§ **PROMPT**:
Recast the listing below as a two-column CSV headed input and output, starting at the line containing "the lamp head." and stopping after the line containing "x=670, y=702". Put each text in input and its answer in output, one row per pair, with every field quoted and line breaks turned into spaces.

-=-=-=-=-

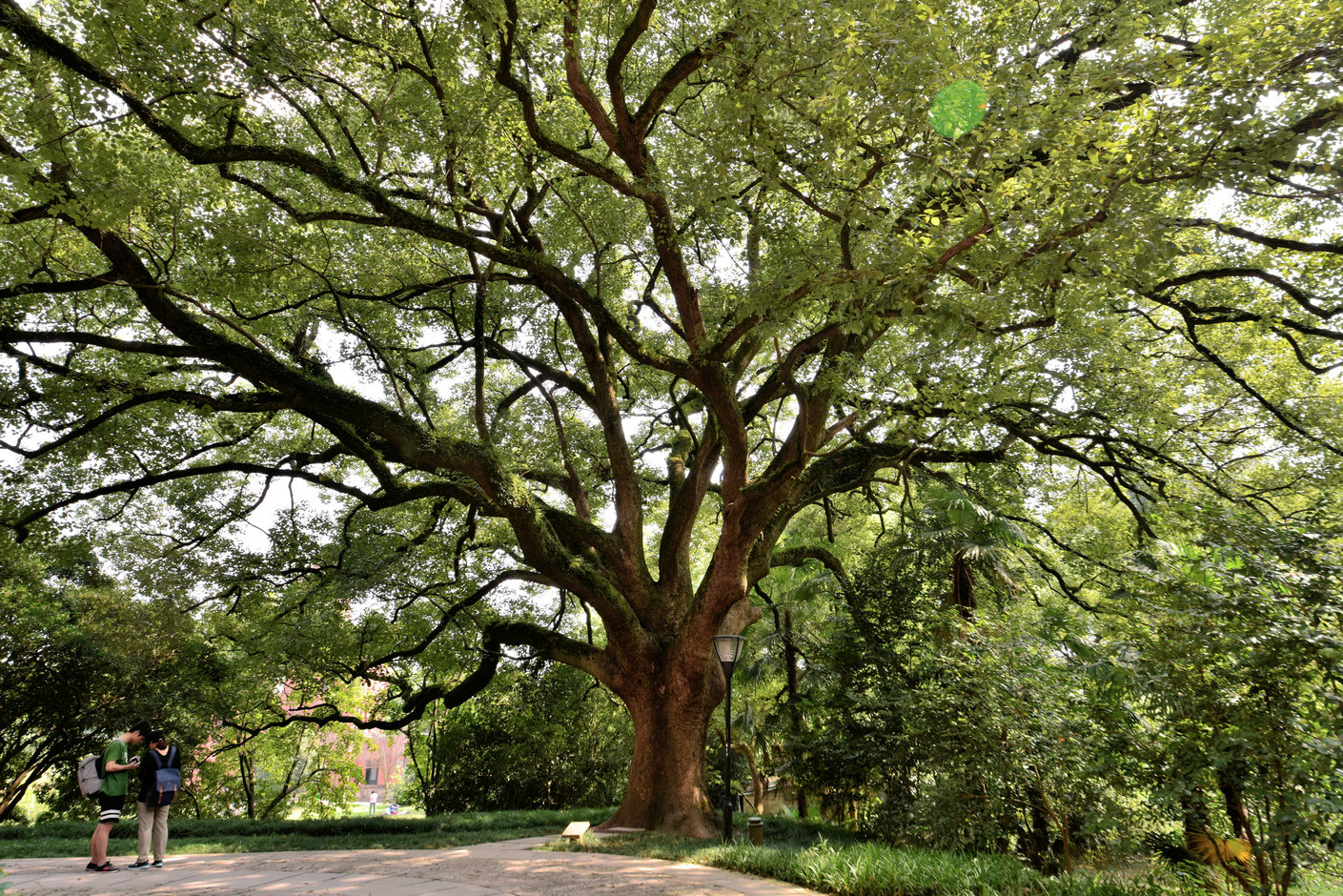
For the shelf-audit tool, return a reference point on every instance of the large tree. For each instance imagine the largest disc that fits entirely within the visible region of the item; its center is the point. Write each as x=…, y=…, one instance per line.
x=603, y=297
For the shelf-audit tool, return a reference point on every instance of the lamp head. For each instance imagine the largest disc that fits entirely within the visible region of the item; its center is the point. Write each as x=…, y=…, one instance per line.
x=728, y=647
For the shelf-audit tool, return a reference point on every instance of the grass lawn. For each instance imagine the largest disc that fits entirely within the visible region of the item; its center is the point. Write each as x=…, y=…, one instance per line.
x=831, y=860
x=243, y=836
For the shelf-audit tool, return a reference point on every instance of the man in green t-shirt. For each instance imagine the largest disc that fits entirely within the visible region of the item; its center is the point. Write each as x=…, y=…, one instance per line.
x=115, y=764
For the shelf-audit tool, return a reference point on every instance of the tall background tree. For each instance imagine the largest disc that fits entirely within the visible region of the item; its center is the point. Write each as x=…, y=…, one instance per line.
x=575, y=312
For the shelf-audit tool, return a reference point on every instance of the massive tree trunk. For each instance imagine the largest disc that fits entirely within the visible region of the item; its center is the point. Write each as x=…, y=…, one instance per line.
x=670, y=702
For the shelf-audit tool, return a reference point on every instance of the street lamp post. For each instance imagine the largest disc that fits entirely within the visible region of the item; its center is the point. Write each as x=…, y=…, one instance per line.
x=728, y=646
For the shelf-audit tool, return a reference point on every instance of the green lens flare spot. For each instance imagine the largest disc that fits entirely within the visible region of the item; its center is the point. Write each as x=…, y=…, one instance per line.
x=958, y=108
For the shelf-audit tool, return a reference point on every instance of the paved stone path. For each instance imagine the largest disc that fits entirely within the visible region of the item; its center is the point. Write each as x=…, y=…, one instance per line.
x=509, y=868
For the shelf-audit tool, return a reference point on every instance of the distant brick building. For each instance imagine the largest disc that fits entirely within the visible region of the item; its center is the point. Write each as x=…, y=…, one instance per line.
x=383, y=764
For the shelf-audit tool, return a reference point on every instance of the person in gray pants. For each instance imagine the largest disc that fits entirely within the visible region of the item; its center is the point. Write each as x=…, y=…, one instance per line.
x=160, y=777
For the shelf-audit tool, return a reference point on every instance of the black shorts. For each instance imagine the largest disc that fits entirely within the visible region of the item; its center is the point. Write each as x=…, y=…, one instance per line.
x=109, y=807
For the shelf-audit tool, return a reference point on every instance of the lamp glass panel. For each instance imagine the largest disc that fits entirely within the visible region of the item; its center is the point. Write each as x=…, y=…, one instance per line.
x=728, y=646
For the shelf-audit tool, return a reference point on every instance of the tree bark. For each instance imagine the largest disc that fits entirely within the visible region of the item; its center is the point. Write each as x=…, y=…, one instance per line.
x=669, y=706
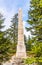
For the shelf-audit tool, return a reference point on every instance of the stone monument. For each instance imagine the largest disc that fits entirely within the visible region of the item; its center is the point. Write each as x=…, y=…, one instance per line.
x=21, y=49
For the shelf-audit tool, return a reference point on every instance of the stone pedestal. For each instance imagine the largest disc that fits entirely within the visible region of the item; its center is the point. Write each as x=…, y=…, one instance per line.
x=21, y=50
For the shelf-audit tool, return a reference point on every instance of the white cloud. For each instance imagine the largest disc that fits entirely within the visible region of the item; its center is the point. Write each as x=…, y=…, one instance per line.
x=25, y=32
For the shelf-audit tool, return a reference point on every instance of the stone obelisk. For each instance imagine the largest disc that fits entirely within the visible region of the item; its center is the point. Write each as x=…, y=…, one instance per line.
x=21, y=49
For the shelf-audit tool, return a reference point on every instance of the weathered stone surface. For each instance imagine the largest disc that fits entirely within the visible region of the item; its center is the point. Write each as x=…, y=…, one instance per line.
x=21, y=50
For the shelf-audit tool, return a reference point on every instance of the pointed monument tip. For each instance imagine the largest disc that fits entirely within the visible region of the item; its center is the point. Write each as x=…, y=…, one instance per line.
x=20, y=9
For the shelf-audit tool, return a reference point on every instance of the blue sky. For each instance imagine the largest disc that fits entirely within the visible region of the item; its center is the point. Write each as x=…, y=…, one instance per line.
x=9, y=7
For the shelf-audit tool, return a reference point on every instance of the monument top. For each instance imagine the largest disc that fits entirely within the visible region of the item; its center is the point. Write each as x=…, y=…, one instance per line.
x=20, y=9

-=-=-=-=-

§ **FINISHED TASK**:
input,output
"For the shelf-audit tool, return a reference point on every instance of the lamp head. For each instance imagine the largest disc that fits entirely within the visible region of the item; its center is the point. Write each as x=…, y=…, one instance per line.","x=728, y=647"
"For the shelf-audit tool, return a reference point on every instance of the grass lawn. For each instance imagine the largest disc that fits entirely within the visible region of the item; its center is the point. Write each as x=…, y=…, one instance per line.","x=831, y=860 x=243, y=836"
"For the shelf-audit tool, return a reference point on every instance of the man in green t-shirt. For each instance imagine the largest disc that fits entirely within the visible region of the item; its center is the point. Write each as x=…, y=…, one instance per line.","x=115, y=764"
"For the shelf-audit tool, return a reference point on every instance of the tall background tree. For each instance imagine the largest disc that fits entirely within the visible region of the item; its center is the point. Write each as x=…, y=…, one instance per line.","x=575, y=312"
"For the shelf-audit tool, return a reference point on every instance of the massive tree trunk. For each instance imagine the largest disc that fits entirely within the visible region of the item; its center is the point. Write each as x=…, y=…, one instance per line.","x=670, y=702"